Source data

>> START

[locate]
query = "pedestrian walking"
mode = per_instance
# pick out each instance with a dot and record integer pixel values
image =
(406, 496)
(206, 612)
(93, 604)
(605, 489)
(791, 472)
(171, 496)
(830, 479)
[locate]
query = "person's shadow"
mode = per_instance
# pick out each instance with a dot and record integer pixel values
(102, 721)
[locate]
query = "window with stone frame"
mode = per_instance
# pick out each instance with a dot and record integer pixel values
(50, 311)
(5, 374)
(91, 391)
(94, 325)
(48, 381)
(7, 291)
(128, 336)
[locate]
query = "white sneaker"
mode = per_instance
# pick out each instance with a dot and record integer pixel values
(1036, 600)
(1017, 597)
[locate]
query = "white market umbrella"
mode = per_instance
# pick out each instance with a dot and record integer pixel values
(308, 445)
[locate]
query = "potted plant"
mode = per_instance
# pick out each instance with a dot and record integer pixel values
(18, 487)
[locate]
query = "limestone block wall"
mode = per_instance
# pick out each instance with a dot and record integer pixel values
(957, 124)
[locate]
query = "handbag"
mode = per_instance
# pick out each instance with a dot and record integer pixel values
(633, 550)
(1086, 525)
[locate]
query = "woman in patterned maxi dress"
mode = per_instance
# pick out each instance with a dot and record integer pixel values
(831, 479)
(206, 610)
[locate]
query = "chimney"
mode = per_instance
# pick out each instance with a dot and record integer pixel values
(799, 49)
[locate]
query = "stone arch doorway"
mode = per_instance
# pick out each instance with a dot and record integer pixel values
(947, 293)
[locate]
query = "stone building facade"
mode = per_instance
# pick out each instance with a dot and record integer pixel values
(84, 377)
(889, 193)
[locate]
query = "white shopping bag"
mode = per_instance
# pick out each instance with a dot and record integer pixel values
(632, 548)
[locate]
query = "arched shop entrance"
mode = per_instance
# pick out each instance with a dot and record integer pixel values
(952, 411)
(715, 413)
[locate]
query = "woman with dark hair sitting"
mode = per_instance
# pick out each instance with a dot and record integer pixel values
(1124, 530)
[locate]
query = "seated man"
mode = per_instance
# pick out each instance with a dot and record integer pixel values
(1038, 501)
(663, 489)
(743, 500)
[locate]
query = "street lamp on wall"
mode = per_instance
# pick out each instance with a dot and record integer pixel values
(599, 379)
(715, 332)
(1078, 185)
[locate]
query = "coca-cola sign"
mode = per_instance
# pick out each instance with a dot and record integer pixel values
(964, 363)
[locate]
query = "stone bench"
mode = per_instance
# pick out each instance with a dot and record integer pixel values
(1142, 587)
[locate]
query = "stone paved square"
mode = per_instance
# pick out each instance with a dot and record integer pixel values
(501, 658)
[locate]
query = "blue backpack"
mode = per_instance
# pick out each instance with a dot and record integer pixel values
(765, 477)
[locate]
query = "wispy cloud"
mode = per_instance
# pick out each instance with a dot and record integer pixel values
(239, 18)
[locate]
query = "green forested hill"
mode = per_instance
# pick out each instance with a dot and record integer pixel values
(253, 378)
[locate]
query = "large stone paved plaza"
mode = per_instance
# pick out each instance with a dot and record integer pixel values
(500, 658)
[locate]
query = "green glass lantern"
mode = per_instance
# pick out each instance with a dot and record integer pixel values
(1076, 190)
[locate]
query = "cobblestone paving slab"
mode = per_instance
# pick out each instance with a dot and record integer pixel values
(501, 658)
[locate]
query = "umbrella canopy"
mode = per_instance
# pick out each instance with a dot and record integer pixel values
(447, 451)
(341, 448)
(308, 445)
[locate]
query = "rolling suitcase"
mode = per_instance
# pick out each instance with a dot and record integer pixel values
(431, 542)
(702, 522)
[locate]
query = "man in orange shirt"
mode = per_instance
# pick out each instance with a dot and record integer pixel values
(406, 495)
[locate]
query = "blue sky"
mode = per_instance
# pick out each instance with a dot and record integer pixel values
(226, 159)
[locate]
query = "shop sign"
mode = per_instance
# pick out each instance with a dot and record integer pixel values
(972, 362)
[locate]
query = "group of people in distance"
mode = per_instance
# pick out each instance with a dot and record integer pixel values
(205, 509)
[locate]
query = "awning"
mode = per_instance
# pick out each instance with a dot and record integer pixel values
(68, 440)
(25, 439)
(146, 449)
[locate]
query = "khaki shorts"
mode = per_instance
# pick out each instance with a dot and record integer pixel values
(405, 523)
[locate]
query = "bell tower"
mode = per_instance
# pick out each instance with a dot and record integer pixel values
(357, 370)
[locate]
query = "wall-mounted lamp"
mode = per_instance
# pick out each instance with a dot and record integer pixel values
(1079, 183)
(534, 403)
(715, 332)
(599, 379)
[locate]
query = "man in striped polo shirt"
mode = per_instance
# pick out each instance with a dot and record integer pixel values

>> END

• [Set exercise]:
Return every record above exactly as it appears.

• [Exercise answer]:
[locate]
query = "pedestrian walking"
mode = per_instance
# pick out each instance with a dot and record integer pixel values
image =
(406, 496)
(206, 612)
(93, 604)
(605, 489)
(791, 472)
(171, 496)
(830, 479)
[locate]
query = "person's shadow"
mode = per_instance
# pick out each instance with a dot and record integer pixel values
(102, 721)
[locate]
query = "window with stone frame"
mode = per_instance
# pick out each instance with a dot and record integer pixel values
(50, 311)
(5, 374)
(91, 391)
(94, 325)
(48, 381)
(7, 291)
(128, 336)
[locate]
query = "white sneaker"
mode = per_instance
# pick out each instance with a dot and record integer pixel values
(1036, 600)
(1017, 597)
[locate]
query = "white market umbrella"
mode = per_instance
# pick out each instance with a dot and record integer pixel values
(308, 445)
[locate]
query = "potted plant"
mode = per_instance
# pick out each instance with a dot and record integer pixel values
(18, 487)
[locate]
query = "limestone block wall"
mode = per_instance
# pick out each instance with a dot and record integer pixel values
(957, 124)
[locate]
query = "handbag"
mode = per_instance
# pick out each instance with a dot and record integer pixel values
(633, 550)
(1086, 525)
[locate]
query = "woman in patterned maxi dress"
mode = per_instance
# pick out each instance with a dot and record integer pixel values
(831, 479)
(206, 610)
[locate]
query = "chimney"
mode = per_instance
# pick out each instance with a dot and record integer pixel values
(799, 49)
[locate]
query = "stone arch doorway"
mode = per_instance
# pick out each instance with a dot and record integer pixel values
(947, 293)
[locate]
query = "stone building facade"
mode = per_instance
# pick out each instance with a dot and record integer pixel values
(84, 377)
(889, 193)
[locate]
query = "white shopping bag"
mode = per_instance
# pick out each instance with a dot and record integer pixel values
(632, 548)
[locate]
query = "arched shop entrance"
mode = per_instance
# pick out each instance with a dot and record integer pixel values
(952, 411)
(715, 413)
[locate]
query = "woman with dark hair sitting"
mode = per_instance
# pick out each instance with a dot and record integer pixel values
(1124, 530)
[locate]
query = "seated man"
mode = per_instance
# pick out each instance with a dot and record integer pixel values
(1038, 501)
(663, 489)
(743, 500)
[locate]
query = "street lamp on wall"
mode = per_instance
# pick out each instance with a dot and record integer pixel values
(599, 379)
(715, 332)
(1078, 185)
[locate]
query = "coca-cola sign"
mode = per_instance
# pick out each instance with a dot and record integer pixel values
(964, 363)
[locate]
query = "stone bench"
mode = per_instance
# pick out each instance with a dot and record integer pixel values
(1142, 587)
[locate]
query = "stone paved square"
mode = per_instance
# pick out each instance with a dot and record integer pixel values
(501, 658)
[locate]
query = "blue backpack"
mode = per_instance
# pick out each instance with a dot and record integer pixel values
(765, 477)
[locate]
query = "wispy cloud"
mode = per_instance
# pick out each instance with a dot and record integer pixel values
(239, 18)
[locate]
query = "green forested hill"
mode = per_instance
# pick out each instance with a dot and record integer pixel values
(253, 378)
[locate]
query = "large stone paved plaza"
mode = per_instance
# pick out each instance with a dot and record integer pixel values
(500, 658)
[locate]
query = "green glass lantern"
mode = per_instance
# pick out each instance with a dot and record integer pixel values
(1076, 190)
[locate]
query = "cobblestone paving slab"
mode = per_instance
# pick out each instance with a dot and record integer pixel values
(501, 658)
[locate]
query = "umbrella canopy"
mode = per_instance
# pick out each instance with a dot and record integer pixel values
(447, 451)
(341, 448)
(308, 445)
[locate]
query = "rolling suitcase"
mode = per_instance
# pick out each instance with a dot and record integer pixel values
(431, 542)
(702, 522)
[locate]
query = "man in orange shirt"
mode = per_instance
# pick out each instance with a dot and record integer pixel values
(406, 495)
[locate]
query = "blue sky"
mode = per_instance
# pick out each instance with a dot and record integer pixel values
(226, 159)
[locate]
query = "shop sign"
mode = per_instance
# pick out each instance with a dot and record integer pixel values
(972, 362)
[locate]
query = "group of people in distance"
mode = per_instance
# pick out each instance with a dot and record integer pixel values
(205, 509)
[locate]
query = "awning"
mode = per_instance
# pick out each instance with a dot and record integer pixel values
(68, 440)
(25, 439)
(146, 449)
[locate]
query = "khaki shorts"
mode = per_instance
# pick out each instance with a dot and record integer pixel values
(405, 523)
[locate]
query = "bell tower"
mode = per_instance
# pick out each instance with a dot and record integer pixel values
(357, 370)
[locate]
query = "wall-mounted lamp"
mode = per_instance
# pick out each instance with a dot and record integer pixel values
(1079, 183)
(534, 403)
(715, 332)
(599, 379)
[locate]
query = "man in striped polo shirt"
mode = per_instance
# pick out each instance with a dot and record integer pixel values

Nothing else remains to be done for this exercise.